[Task details] All of the records should be given back exactly and in full.

[Exercise data]

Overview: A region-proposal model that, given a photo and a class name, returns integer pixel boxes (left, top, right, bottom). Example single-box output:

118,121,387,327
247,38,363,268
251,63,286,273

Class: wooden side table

[Task output]
Overview: A region-proposal model that, given a photo and a class name, returns integer pixel boxes (left, top, right, bottom). Example single-box output:

118,121,387,327
247,38,363,268
251,63,286,273

Class: wooden side table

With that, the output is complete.